REQUIRED ACTION – Each entry must be restated word for word.

INPUT DATA –
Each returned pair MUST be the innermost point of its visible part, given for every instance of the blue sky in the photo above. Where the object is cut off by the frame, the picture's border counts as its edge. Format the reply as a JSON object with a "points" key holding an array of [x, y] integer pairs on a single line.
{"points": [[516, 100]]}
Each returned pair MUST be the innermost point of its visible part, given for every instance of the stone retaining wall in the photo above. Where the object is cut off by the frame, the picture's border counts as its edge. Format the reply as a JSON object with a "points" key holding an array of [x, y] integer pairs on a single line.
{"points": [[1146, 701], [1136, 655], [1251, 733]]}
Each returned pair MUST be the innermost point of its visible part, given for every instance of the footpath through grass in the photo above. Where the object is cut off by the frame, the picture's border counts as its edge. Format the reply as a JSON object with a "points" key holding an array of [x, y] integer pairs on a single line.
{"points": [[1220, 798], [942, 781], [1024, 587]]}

OUTPUT OF THE EXERCISE –
Each returned pair MUST be the innermost point of its visible part, given for every instance of the blue sky in the photo above. Where the object is cut off by the frame, the picture's border counts as its edge. Format the reply as a JSON object with a "points" key holding an array of [x, y] integer pairs on a single line.
{"points": [[516, 100]]}
Each returned pair MUST be the innermost point of its visible part, given for every instance of the stone retaining wall in the photo above. Where the object is cut off by the frame, the picture's border counts as its edge. Format the reply as a JSON object with a "points" key holding an array of [x, y] integer pairs on a single line.
{"points": [[1146, 701], [1136, 655], [1251, 733]]}
Each returned pair MUST be the innermost point of its visible part, given for every instance of the footpath through grass in the photo above. Where the object is cut off by the frame, the picture's border counts as its edge. Format the reply as a JSON object with a "points" key holding an array of [x, y] integer pairs on a single line.
{"points": [[1220, 798], [942, 781], [1024, 587]]}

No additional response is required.